So what can we as engineers do?  On the stairway at Savoy Place their portraits close together, are two Engineers who began in Victorian times to address pollution. One Thomas Parker happens to have grown up in the same street as me and was member number 324 of our institution, so I’m biased.  http://www.historywebsite.co.uk/genealogy/Parker/Coalite.htm .  The second  Joseph Bazalgette became better remembered    https://www.ice.org.uk/what-is-civil-engineering/civil-engineer-profiles/sir-joseph-bazalgette

We have already come to understand the challenge of changes to the climate.  Even if the minority opinion that this is part of a cycle of natural perturbations or changes outside of our control is valid, the problem still needs to be addressed, if much of world coastal development is to remain intact, agriculture to thrive etc. Who are the visionary engineers who can affect this and why?  What should we be foreseeing, that we haven’t yet?    
  

 

Re: Goodbye Old King Coal Generation.

Posted by Roy Bowdler on Dec 3, 2019 10:35 am

https://www.shropshirestar.com/news/local-hubs/telford/ironbridge/2019/11/29/cooling-towers-to-come-down-next-week/

https://www.shropshirestar.com/news/local-hubs/telford/ironbridge/2019/12/02/awe-inspiring-view-of-doomed-ironbridge-cooling-towers/

Re: Goodbye Old King Coal Generation.
============
● What to work on
Using the forum excerpt, answer these:
1. Where do the portraits of the two engineers hang?
2. What member number did Thomas Parker hold in the institution?
3. On what date did Roy Bowdler post his reply?
============
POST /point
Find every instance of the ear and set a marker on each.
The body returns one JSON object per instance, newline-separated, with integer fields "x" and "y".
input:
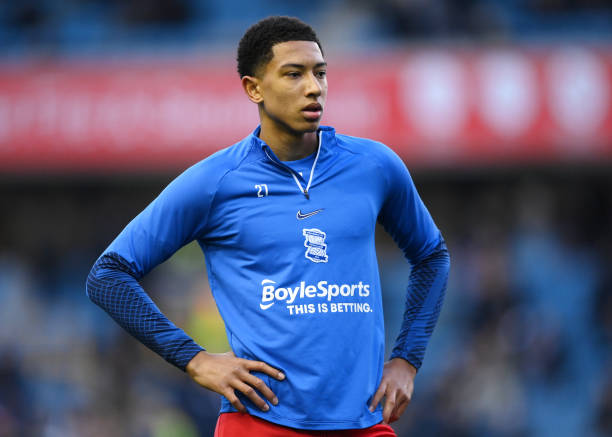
{"x": 252, "y": 88}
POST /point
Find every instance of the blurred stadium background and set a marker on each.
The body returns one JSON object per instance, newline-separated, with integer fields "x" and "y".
{"x": 501, "y": 109}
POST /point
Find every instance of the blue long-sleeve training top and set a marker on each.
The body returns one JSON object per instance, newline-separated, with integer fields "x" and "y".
{"x": 291, "y": 260}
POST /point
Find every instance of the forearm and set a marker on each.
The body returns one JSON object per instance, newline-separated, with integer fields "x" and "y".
{"x": 113, "y": 287}
{"x": 424, "y": 299}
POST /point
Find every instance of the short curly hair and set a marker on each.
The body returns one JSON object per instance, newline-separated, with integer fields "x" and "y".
{"x": 255, "y": 47}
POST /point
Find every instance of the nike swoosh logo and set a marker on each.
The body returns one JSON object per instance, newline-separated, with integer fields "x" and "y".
{"x": 301, "y": 216}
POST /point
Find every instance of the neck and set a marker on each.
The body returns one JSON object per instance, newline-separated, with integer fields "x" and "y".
{"x": 287, "y": 145}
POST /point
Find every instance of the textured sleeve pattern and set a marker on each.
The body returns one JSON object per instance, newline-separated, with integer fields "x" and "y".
{"x": 112, "y": 285}
{"x": 424, "y": 299}
{"x": 405, "y": 217}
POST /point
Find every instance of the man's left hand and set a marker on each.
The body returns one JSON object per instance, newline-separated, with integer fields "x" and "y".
{"x": 396, "y": 386}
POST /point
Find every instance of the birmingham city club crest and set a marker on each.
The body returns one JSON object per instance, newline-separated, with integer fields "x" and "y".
{"x": 315, "y": 245}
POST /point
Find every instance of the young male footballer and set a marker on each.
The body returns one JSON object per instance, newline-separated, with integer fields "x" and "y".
{"x": 286, "y": 220}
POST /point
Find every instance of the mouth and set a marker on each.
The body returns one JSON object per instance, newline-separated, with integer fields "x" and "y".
{"x": 313, "y": 111}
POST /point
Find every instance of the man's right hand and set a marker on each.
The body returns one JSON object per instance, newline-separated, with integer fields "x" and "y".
{"x": 225, "y": 373}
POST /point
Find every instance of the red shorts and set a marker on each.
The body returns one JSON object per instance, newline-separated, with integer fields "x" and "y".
{"x": 245, "y": 425}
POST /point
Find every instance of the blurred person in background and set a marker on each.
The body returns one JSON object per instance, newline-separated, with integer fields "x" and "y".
{"x": 292, "y": 207}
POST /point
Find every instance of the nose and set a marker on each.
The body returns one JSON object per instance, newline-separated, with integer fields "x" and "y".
{"x": 313, "y": 86}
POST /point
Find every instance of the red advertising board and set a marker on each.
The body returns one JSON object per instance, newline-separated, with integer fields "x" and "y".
{"x": 435, "y": 107}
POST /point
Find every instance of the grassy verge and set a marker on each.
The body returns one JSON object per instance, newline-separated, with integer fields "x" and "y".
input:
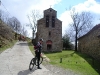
{"x": 10, "y": 44}
{"x": 74, "y": 61}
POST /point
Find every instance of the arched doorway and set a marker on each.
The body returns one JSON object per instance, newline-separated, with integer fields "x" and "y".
{"x": 49, "y": 44}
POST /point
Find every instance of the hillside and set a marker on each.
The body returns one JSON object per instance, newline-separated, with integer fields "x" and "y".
{"x": 6, "y": 35}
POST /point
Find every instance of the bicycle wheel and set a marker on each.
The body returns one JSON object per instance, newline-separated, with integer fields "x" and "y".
{"x": 31, "y": 65}
{"x": 41, "y": 59}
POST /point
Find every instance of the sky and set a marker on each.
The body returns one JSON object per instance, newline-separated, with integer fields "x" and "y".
{"x": 21, "y": 8}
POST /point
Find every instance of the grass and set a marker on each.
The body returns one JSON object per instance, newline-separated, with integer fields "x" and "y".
{"x": 79, "y": 63}
{"x": 10, "y": 44}
{"x": 74, "y": 61}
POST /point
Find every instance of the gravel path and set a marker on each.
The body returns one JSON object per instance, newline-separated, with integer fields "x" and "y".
{"x": 57, "y": 70}
{"x": 15, "y": 61}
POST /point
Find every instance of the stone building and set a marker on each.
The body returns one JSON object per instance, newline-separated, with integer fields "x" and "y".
{"x": 90, "y": 43}
{"x": 50, "y": 29}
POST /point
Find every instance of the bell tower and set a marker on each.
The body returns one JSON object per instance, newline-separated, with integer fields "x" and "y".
{"x": 50, "y": 29}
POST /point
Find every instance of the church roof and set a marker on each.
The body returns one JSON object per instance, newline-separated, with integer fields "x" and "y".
{"x": 93, "y": 29}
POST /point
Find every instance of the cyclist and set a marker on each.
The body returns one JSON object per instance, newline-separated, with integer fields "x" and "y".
{"x": 38, "y": 49}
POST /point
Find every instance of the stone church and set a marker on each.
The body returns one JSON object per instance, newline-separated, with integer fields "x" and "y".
{"x": 90, "y": 43}
{"x": 50, "y": 29}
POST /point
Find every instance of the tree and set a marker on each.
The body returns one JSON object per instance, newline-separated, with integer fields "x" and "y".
{"x": 66, "y": 42}
{"x": 15, "y": 24}
{"x": 33, "y": 17}
{"x": 82, "y": 23}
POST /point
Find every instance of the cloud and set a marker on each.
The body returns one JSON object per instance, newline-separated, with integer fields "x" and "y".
{"x": 20, "y": 8}
{"x": 89, "y": 5}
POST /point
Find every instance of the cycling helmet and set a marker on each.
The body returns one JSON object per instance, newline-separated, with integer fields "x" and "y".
{"x": 41, "y": 39}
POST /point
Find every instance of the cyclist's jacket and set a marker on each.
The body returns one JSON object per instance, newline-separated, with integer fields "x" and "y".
{"x": 38, "y": 47}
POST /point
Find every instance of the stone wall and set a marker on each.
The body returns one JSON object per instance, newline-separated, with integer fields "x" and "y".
{"x": 90, "y": 44}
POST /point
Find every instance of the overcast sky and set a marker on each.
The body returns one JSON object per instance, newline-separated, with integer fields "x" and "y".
{"x": 21, "y": 8}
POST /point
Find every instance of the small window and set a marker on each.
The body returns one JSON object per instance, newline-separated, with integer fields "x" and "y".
{"x": 53, "y": 21}
{"x": 47, "y": 21}
{"x": 49, "y": 33}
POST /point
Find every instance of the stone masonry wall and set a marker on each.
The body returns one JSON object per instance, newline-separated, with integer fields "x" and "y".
{"x": 90, "y": 44}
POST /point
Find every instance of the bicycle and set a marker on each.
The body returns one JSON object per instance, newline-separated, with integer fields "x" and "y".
{"x": 33, "y": 62}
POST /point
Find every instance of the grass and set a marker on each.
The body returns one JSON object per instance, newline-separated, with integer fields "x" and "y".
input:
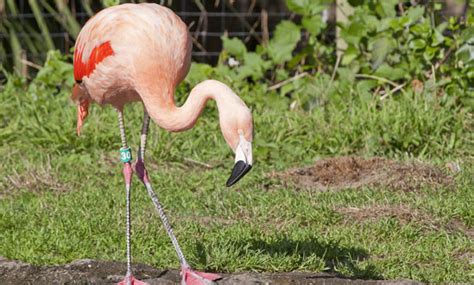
============
● Response below
1. On the stairway at Savoy Place.
2. Number 324.
3. Dec 3, 2019.